START Dataset extract
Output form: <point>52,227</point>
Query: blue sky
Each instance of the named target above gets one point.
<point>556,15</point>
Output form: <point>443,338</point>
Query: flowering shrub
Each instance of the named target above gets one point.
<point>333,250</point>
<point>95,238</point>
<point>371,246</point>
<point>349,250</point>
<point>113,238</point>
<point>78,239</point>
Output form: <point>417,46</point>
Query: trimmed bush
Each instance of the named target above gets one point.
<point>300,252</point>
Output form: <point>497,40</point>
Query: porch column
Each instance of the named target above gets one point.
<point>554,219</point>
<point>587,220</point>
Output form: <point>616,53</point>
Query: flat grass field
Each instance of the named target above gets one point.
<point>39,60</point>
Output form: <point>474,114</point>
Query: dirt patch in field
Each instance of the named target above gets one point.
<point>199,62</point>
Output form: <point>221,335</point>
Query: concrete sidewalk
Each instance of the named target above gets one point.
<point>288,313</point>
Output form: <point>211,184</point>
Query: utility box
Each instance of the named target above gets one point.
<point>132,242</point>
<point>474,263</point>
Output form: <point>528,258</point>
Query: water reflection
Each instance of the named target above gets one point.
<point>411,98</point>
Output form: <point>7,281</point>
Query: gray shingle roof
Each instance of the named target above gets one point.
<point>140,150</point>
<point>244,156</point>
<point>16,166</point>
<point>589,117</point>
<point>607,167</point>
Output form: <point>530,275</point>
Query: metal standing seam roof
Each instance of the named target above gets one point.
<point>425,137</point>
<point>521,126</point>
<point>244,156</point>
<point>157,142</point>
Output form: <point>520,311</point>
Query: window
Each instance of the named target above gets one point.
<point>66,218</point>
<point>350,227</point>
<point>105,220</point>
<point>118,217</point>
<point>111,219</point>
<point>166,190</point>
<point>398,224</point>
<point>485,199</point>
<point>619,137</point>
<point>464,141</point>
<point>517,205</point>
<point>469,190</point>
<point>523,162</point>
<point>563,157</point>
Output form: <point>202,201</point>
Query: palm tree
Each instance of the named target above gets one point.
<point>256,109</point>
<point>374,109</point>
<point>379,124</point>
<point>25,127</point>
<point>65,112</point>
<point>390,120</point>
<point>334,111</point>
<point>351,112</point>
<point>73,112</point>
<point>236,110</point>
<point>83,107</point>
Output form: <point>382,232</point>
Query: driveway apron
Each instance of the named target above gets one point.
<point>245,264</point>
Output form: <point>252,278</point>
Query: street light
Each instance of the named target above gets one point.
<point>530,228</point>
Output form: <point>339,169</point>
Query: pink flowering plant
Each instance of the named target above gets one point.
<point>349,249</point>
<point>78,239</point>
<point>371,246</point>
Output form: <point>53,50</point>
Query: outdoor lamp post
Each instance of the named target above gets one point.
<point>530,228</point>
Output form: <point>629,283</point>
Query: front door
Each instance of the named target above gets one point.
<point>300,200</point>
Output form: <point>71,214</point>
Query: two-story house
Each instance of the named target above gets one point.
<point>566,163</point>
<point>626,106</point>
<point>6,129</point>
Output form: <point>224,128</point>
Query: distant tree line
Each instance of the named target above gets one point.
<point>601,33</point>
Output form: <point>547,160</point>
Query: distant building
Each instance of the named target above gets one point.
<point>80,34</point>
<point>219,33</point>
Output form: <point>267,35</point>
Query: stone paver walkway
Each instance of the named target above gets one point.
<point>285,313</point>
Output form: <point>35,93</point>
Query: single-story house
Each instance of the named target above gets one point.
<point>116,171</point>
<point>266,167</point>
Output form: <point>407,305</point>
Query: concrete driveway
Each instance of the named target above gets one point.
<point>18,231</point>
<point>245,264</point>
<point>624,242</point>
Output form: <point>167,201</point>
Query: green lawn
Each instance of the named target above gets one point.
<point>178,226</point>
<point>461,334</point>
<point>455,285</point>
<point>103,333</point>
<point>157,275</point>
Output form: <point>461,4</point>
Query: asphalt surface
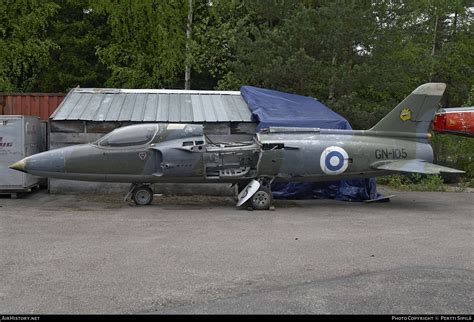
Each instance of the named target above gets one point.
<point>95,254</point>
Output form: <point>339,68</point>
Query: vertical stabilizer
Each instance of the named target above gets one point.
<point>415,113</point>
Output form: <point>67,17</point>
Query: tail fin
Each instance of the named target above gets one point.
<point>415,113</point>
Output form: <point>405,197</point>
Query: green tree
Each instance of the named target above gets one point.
<point>147,45</point>
<point>76,30</point>
<point>24,47</point>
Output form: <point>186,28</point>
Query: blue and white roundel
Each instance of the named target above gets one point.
<point>334,160</point>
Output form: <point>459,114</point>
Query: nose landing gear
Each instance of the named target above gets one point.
<point>142,194</point>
END Dataset extract
Task brief => Copy the lines above exactly, from the very first through the one containing "Output form: <point>221,335</point>", and include no other line.

Response to the exercise =>
Output form: <point>52,227</point>
Query: blue sky
Each instance of the named target above gets one point.
<point>556,15</point>
Output form: <point>443,338</point>
Query: flowering shrub
Each instance of the named target above gets one point.
<point>333,250</point>
<point>95,238</point>
<point>371,246</point>
<point>349,250</point>
<point>113,238</point>
<point>78,239</point>
Output form: <point>417,46</point>
Query: trimmed bush
Each instance of the named target above gets one point.
<point>300,252</point>
Output form: <point>497,40</point>
Query: porch column
Each instance of the named target above gets one point.
<point>554,219</point>
<point>587,220</point>
Output form: <point>616,53</point>
Query: flat grass field
Each instance of the named target above gets one point.
<point>39,60</point>
Output form: <point>474,114</point>
Query: dirt patch in field
Each instance of the named target above gets one point.
<point>199,62</point>
Output form: <point>221,335</point>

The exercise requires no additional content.